===== Supplied passage =====

The line that sticks out to me in the story is how "they all ate and were satisfied." Everyone was satisfied and there are still leftovers...more than enough. Honestly, I have heard so many times that Jesus is more than enough and He truly satisfies. Sometimes I wrestle to believe that. We are all hungry, especially in our souls. Every day we search for something to deal with this hunger, yet it never seems like enough. When Jesus feeds the people, there are baskets full of leftovers.

I want to be satisfied in Jesus. John Piper says "God is most glorified in us when we are most satisfied in Him." At times I feel like I have truly experienced this satisfaction. I know that He alone can satisfy, but sometimes I still feel this deep hunger. In those times, I often look to other things to try to fill that hunger. Sometimes it is actually food that I look to for comfort. Chipotle sounds good to me on almost any day, but sometimes I just want some Chipotle and hope it will somehow do something for the yearning in my soul. It is pretty good and satisfies my physical hunger, but not much beyond that. Most often, I look to relationships and friendships to fill this longing in my soul, yet it never truly satisfies and I am often left disappointed. Don't get me wrong - I have lots of incredible friends who I am so grateful for, who love me, encourage me and support me in so many ways. The problem comes when I look to them to be for me what only Jesus can be. I have a lot to say about the heartache and frustration that brings, not to mention how I have hurt the people I care about and damaged relationships by turning them into idols. Jesus is the one I desperately need, the only one who can truly satisfy the desires of my heart and soul.

I love Psalm 107:9: "For He satisfies the longing soul, and the hungry soul He fills with good things." My favorite verse also talks about this in Ecclesiates 3:11: "He has made everything beautiful in its time. Also, He has put eternity into man's heart, yet so that he cannot find out what God has done from the beginning to the end." God has placed eternity in our hearts - a desire for Him and Him alone, one that only He can truly satisfy.

And what I find completely amazing, is how Jesus continues to pursue me, even with my wandering heart. Every time I choose to chase my own desires and find life, security, comfort, or my identity in things other than Him, He reveals my sin and idolatry, but also pours His mercy and grace upon me, inviting me back to Him arms. His love never fails and His mercies never cease. This relentless love and grace beckons me to come and rest. To eat, drink and be satisfied. I pray that God would continue to change my heart, to refine it so that is desires Him and Him alone.

Wednesday, November 23, 2011

feels like it's been forever since you've been gone

Well, I haven't blogged in almost a year! So that is quite a bit to catch up on...so I will try to keep it short, but knowing me, thats unlikely. :)

===== Stored data =====

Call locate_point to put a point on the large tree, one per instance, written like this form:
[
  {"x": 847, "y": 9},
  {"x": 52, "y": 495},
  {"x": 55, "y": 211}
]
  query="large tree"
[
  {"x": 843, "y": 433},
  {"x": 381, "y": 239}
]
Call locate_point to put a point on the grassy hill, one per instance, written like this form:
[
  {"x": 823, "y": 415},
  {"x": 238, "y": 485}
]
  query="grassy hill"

=====

**Written exercise 1:**
In the devotional blog post, why does looking to friends to fill the longing in the writer's soul lead to trouble?
**Written exercise 2:**
From the devotional blog post, list the things the writer says they sometimes try to find in things other than Him when chasing their own desires.
**Written exercise 3:**
Turn the blog post's paragraph beginning "And what I find completely amazing" into a short bulleted list that keeps its main points.

**Full answer 1:**
The writer looks to friends to be what only Jesus can be, which turns them into idols. That brings heartache and frustration, hurts people the writer cares about, and damages relationships.

**Full answer 2:**
- Life
- Security
- Comfort
- Identity

**Full answer 3:**
- Jesus keeps pursuing me despite my wandering heart.
- When I seek life, security, comfort, or identity in other things, He reveals my sin and idolatry.
- He also pours out mercy and grace and invites me back to Him.
- His love never fails, and His mercies never cease.
- This love calls me to rest, to eat, drink, and be satisfied.
- I pray that God keeps refining my heart so it desires Him alone.